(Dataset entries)
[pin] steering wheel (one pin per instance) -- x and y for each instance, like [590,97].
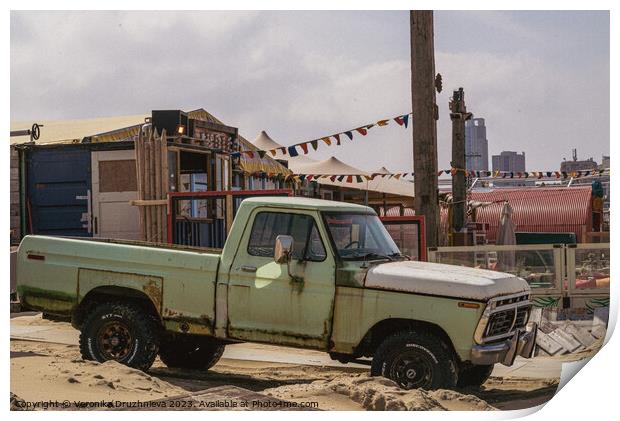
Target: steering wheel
[350,244]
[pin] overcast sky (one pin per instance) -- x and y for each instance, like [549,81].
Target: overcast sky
[540,79]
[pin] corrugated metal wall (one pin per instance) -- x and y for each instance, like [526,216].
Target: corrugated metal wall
[58,182]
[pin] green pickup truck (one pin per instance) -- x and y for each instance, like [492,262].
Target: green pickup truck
[295,272]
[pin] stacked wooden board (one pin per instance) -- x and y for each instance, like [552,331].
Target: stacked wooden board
[562,337]
[152,175]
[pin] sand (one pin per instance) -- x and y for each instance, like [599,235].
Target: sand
[377,394]
[43,371]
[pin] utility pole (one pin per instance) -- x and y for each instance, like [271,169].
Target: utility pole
[458,115]
[424,122]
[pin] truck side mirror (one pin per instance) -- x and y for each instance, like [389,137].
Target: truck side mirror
[283,249]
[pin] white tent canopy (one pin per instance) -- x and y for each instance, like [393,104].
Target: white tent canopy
[330,166]
[333,166]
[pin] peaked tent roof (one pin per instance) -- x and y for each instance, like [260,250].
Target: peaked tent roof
[329,166]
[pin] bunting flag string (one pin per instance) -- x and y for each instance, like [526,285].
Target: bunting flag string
[409,176]
[294,150]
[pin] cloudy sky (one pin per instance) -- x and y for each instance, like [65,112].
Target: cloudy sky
[540,79]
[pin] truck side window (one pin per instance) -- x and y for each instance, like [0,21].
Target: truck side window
[268,225]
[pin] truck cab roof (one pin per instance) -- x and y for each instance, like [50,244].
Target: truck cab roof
[305,203]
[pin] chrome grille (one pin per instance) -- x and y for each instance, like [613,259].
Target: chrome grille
[522,316]
[502,317]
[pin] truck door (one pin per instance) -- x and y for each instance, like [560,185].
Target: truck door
[264,303]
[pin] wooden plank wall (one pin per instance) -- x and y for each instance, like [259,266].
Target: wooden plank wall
[152,175]
[15,215]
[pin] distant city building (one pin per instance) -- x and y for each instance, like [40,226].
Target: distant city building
[476,145]
[578,165]
[509,161]
[605,163]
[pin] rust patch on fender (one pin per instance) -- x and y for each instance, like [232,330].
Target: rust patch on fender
[154,292]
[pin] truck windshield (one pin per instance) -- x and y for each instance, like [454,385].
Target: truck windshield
[360,237]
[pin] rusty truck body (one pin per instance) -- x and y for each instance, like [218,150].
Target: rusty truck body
[295,272]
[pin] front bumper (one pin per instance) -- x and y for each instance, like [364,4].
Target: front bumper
[505,352]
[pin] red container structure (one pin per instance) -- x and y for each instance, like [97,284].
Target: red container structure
[536,209]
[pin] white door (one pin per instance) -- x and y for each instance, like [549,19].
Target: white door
[114,185]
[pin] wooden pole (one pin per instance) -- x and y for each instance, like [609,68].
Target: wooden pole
[165,183]
[459,188]
[424,122]
[139,149]
[148,221]
[157,174]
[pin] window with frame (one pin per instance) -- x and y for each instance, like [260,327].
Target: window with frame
[307,243]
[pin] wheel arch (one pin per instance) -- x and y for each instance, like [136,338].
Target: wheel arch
[108,293]
[387,327]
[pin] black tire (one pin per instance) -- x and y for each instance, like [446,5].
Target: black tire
[122,332]
[193,352]
[474,375]
[415,360]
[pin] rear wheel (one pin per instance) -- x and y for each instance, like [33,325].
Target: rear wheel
[415,360]
[121,332]
[194,352]
[474,375]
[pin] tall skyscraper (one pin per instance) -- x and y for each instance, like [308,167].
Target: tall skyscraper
[509,161]
[476,145]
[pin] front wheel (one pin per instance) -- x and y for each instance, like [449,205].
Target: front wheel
[415,360]
[474,375]
[121,332]
[194,352]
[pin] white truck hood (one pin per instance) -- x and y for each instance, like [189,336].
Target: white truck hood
[444,280]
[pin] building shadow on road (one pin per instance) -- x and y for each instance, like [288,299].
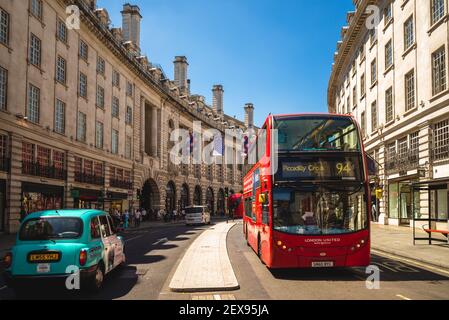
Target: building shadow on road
[390,270]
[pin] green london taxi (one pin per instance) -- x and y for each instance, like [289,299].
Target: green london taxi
[55,244]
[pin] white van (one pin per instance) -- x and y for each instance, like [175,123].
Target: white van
[197,215]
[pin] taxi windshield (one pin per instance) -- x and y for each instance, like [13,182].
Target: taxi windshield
[51,229]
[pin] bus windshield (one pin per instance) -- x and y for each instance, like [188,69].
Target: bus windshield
[317,133]
[319,209]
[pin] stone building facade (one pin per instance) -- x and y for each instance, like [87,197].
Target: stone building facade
[393,79]
[86,119]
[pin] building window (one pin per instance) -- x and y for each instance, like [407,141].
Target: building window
[81,132]
[437,10]
[101,66]
[34,97]
[129,89]
[100,97]
[114,142]
[36,8]
[3,88]
[373,72]
[83,85]
[99,134]
[62,31]
[60,117]
[4,27]
[115,107]
[439,71]
[354,97]
[389,109]
[84,50]
[374,116]
[388,55]
[129,115]
[35,50]
[116,79]
[363,124]
[362,86]
[409,33]
[388,13]
[441,140]
[410,90]
[128,148]
[61,69]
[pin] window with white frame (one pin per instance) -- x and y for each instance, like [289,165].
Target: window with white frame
[441,140]
[389,108]
[60,116]
[61,70]
[35,50]
[100,97]
[439,71]
[410,90]
[437,10]
[374,116]
[409,33]
[36,8]
[4,27]
[62,31]
[34,97]
[3,88]
[388,54]
[83,86]
[114,148]
[115,107]
[81,130]
[99,134]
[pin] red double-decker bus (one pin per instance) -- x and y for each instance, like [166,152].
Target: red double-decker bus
[307,200]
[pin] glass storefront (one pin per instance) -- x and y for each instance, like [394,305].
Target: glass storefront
[37,197]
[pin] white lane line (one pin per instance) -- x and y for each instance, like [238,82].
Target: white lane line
[403,297]
[412,262]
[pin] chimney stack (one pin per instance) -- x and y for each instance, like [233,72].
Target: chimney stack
[249,116]
[217,100]
[131,24]
[181,66]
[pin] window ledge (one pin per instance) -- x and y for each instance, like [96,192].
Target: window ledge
[408,50]
[437,24]
[388,69]
[439,95]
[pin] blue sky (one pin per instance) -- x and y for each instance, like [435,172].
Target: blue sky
[276,54]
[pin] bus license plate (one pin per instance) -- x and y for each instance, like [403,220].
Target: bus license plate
[323,264]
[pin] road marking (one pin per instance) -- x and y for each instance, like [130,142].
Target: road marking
[415,263]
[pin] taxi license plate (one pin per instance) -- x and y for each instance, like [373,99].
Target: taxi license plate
[43,257]
[43,268]
[322,264]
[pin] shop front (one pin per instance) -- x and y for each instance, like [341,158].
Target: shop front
[87,199]
[38,197]
[2,205]
[401,201]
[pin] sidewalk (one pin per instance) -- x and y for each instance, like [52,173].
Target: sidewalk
[205,266]
[398,241]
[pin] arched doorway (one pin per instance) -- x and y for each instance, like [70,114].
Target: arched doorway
[185,198]
[210,200]
[150,198]
[170,198]
[197,196]
[221,202]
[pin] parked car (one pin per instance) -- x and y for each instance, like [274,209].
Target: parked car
[197,215]
[51,243]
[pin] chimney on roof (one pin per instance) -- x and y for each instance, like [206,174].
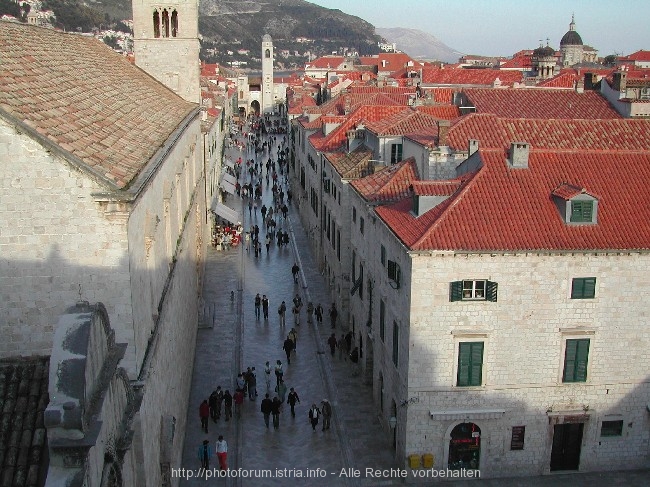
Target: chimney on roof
[590,81]
[472,147]
[620,80]
[580,85]
[518,156]
[443,132]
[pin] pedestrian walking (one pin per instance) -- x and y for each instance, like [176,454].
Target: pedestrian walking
[204,414]
[326,410]
[292,399]
[205,452]
[293,336]
[279,372]
[287,346]
[251,383]
[333,315]
[258,304]
[265,307]
[314,414]
[238,399]
[222,453]
[295,310]
[275,411]
[266,407]
[331,341]
[227,404]
[219,401]
[281,389]
[343,352]
[212,402]
[267,376]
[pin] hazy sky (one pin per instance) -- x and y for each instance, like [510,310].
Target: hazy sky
[503,27]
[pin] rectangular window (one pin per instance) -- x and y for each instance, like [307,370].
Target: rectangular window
[394,273]
[395,343]
[576,358]
[338,245]
[583,288]
[612,428]
[382,320]
[395,153]
[473,290]
[582,211]
[470,364]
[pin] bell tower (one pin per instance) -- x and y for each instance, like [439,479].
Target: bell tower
[166,43]
[268,102]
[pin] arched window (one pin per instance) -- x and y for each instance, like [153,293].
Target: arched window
[165,23]
[156,24]
[174,23]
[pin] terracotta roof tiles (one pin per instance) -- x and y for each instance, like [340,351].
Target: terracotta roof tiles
[388,184]
[538,103]
[89,100]
[503,209]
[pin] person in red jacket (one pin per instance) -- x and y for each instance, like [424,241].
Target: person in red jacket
[204,414]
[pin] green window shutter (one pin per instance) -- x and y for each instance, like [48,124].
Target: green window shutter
[470,364]
[455,291]
[576,358]
[476,367]
[583,288]
[491,292]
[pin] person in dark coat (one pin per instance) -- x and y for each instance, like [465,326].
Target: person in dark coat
[275,411]
[331,341]
[204,414]
[267,408]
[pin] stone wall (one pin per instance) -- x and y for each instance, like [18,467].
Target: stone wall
[57,245]
[524,333]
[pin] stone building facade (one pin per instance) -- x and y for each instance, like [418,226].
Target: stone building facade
[104,201]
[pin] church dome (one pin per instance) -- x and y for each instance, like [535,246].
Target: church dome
[543,51]
[571,38]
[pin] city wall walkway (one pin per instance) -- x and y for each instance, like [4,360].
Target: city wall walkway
[237,340]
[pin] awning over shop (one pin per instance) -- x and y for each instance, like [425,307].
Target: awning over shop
[227,177]
[467,414]
[226,186]
[226,212]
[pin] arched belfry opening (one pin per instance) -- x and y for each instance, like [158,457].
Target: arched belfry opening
[165,23]
[156,24]
[174,23]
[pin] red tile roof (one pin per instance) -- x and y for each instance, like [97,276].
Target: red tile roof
[499,208]
[87,99]
[444,112]
[464,77]
[388,184]
[495,132]
[538,103]
[352,165]
[405,122]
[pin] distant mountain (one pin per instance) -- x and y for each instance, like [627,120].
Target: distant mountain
[419,44]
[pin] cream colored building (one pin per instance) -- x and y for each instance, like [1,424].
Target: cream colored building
[103,192]
[507,329]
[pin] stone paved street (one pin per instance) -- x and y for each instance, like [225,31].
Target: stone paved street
[238,340]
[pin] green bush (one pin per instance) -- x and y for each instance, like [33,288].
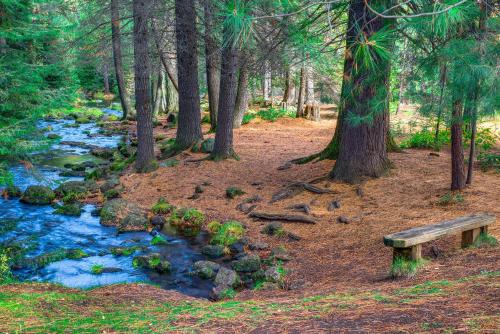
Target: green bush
[425,139]
[272,114]
[402,267]
[489,161]
[226,234]
[162,207]
[187,221]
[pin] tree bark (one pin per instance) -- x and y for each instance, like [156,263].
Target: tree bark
[105,75]
[457,150]
[223,147]
[302,93]
[189,125]
[145,150]
[212,60]
[363,150]
[167,64]
[287,93]
[117,59]
[241,103]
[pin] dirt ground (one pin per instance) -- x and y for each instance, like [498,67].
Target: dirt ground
[330,256]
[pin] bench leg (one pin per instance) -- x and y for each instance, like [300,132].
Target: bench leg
[410,253]
[468,237]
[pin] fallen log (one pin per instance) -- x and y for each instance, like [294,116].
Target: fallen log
[296,188]
[282,217]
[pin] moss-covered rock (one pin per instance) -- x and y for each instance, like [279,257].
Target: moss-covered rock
[152,261]
[38,195]
[247,264]
[13,191]
[69,209]
[226,234]
[233,192]
[187,221]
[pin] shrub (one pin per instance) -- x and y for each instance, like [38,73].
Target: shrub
[227,233]
[187,221]
[273,114]
[402,267]
[158,240]
[425,139]
[485,240]
[489,161]
[162,207]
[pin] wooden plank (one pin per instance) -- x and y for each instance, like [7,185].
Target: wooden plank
[426,233]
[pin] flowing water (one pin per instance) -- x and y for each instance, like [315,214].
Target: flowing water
[41,231]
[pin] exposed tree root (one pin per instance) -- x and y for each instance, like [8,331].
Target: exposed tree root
[295,189]
[282,217]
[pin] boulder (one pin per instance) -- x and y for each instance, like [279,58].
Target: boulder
[247,264]
[281,254]
[110,183]
[206,269]
[213,251]
[13,191]
[227,278]
[152,261]
[38,195]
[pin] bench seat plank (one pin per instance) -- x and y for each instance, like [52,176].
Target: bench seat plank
[419,235]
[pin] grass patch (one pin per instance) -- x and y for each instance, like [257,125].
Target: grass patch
[485,240]
[402,267]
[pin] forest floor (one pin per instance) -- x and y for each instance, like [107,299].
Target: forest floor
[338,277]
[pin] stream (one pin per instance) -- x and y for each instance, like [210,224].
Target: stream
[40,231]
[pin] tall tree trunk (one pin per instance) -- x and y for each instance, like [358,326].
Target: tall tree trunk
[241,103]
[158,94]
[363,151]
[117,59]
[212,63]
[457,150]
[302,93]
[442,83]
[223,147]
[267,83]
[145,150]
[105,75]
[287,93]
[167,64]
[189,125]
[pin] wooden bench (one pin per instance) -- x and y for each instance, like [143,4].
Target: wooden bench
[408,244]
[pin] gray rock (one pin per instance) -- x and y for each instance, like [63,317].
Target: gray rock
[206,269]
[280,253]
[227,278]
[38,195]
[247,264]
[213,251]
[273,275]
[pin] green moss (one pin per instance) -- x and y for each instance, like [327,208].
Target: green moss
[70,209]
[162,207]
[158,240]
[228,233]
[233,192]
[124,251]
[97,269]
[485,240]
[402,267]
[187,221]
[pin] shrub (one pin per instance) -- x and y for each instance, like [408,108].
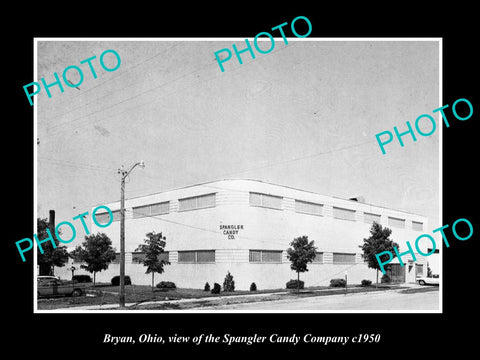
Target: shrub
[228,283]
[366,282]
[116,280]
[82,278]
[216,289]
[293,284]
[338,283]
[166,285]
[385,279]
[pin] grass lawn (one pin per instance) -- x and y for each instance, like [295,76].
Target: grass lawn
[138,294]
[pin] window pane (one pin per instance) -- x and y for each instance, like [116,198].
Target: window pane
[160,208]
[164,256]
[186,256]
[206,256]
[400,223]
[255,199]
[308,208]
[206,201]
[318,258]
[141,211]
[271,201]
[344,214]
[370,218]
[137,258]
[342,258]
[271,256]
[255,256]
[187,204]
[417,225]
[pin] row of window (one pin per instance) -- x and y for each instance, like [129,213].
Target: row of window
[255,256]
[255,199]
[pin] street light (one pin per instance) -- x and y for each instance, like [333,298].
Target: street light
[124,174]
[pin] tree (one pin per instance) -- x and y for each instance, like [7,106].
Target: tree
[300,254]
[96,252]
[153,247]
[51,256]
[377,242]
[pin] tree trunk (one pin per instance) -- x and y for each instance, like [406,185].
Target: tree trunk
[298,282]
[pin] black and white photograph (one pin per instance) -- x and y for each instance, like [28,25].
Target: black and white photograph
[232,181]
[204,182]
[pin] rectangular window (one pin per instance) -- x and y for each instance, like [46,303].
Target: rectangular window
[104,218]
[265,256]
[369,218]
[200,256]
[141,211]
[205,256]
[186,256]
[151,209]
[264,200]
[318,259]
[197,202]
[164,256]
[419,268]
[255,256]
[344,214]
[308,208]
[343,258]
[417,225]
[138,257]
[396,222]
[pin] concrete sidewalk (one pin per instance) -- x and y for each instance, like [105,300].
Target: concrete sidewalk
[216,298]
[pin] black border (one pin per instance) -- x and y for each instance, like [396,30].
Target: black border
[400,332]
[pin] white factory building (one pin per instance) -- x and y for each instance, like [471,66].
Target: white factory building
[244,227]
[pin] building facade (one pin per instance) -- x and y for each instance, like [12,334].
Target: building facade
[244,227]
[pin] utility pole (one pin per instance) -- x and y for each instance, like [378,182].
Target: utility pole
[124,174]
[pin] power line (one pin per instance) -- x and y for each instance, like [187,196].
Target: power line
[82,166]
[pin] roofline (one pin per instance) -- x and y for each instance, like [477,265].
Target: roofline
[268,183]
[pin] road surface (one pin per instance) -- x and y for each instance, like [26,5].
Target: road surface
[382,300]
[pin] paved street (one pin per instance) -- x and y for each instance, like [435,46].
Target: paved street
[385,300]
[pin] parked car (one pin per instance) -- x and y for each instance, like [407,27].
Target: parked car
[116,280]
[48,286]
[424,280]
[82,278]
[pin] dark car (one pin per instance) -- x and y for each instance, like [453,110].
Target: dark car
[116,280]
[50,286]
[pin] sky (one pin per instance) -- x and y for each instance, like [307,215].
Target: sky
[304,115]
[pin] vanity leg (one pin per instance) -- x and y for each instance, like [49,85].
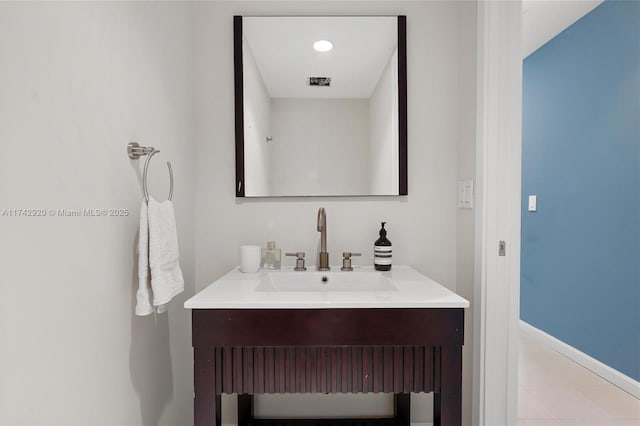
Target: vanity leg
[206,401]
[402,408]
[447,399]
[245,409]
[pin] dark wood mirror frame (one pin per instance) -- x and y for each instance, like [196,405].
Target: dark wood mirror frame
[402,107]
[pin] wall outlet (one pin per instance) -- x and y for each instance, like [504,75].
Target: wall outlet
[465,194]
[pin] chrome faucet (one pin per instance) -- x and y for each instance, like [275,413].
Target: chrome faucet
[323,256]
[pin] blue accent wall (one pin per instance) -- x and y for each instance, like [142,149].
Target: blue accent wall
[580,269]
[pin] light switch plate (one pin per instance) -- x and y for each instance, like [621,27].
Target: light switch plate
[465,194]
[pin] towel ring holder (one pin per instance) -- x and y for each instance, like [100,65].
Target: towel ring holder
[135,151]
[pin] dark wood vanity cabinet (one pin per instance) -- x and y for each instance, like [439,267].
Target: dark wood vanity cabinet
[259,351]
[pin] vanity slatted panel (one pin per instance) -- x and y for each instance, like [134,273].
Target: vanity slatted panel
[338,369]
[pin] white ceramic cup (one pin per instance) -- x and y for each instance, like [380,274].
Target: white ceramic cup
[250,257]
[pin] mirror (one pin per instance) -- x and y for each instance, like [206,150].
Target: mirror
[325,119]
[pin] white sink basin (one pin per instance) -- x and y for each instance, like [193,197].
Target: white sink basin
[353,281]
[402,287]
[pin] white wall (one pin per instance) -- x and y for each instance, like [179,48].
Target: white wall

Problem requirements » A verbatim copy of the records is expected, from their first line through the line with "instance, like [271,169].", inclusive, with the pictures removed.

Solution below »
[pin] steering wheel (one pin per instance) -- x and y for each instance, like [590,97].
Target: steering wheel
[350,244]
[pin] overcast sky (one pin per instance) -- x and y for each instance, like [549,81].
Target: overcast sky
[540,79]
[pin] corrugated metal wall (one pin per instance) -- x and y for each instance, like [526,216].
Target: corrugated metal wall
[58,182]
[pin] green pickup truck (one pin per instance) -- x and y for each instance, like [492,262].
Target: green pickup truck
[295,272]
[pin] stacked wooden board (one pin per instance) -- x and y for each instance, like [552,331].
Target: stacked wooden board
[562,337]
[152,175]
[pin] sand (one pin per instance) -- x and y for each instance, like [599,235].
Target: sand
[377,394]
[43,371]
[pin] utility pole (one pin per instance) -- x and y for each instance, like [271,169].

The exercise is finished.